— BEGIN Data to process —
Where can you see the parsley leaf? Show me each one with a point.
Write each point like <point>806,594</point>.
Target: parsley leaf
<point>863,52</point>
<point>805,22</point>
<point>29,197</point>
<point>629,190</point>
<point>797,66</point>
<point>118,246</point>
— END Data to process —
— BEGIN Data to process —
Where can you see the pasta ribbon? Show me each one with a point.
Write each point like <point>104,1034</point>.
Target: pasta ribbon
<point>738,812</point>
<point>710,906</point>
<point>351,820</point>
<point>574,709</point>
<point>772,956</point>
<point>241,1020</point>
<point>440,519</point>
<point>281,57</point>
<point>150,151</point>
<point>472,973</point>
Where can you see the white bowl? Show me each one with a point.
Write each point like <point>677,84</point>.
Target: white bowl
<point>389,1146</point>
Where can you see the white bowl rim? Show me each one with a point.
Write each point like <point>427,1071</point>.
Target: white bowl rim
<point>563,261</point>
— END Data to process —
— BEGIN Data to process —
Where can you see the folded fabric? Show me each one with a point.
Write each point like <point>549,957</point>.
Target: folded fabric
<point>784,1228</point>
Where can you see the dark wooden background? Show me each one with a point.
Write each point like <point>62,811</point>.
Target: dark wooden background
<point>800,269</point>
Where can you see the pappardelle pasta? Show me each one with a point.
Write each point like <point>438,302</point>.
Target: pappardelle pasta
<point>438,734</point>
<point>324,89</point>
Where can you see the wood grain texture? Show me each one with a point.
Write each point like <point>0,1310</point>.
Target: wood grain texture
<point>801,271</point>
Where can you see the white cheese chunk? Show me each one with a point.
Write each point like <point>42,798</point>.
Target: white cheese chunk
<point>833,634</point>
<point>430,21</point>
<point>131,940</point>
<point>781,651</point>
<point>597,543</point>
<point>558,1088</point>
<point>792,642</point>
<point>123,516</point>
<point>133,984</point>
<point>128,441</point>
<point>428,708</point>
— END Data to process —
- **Task to complete**:
Please format the lines of the items above as a JSON list of strings, one string per line, leaving out blank lines. Begin at the line that contains "Where can you see the white bowl rim?" and stop after the line that contains "<point>563,261</point>".

- **Reply**:
[
  "Where can you see the white bowl rim? Show me each one with a point.",
  "Write each point like <point>427,1071</point>.",
  "Target: white bowl rim",
  "<point>563,261</point>"
]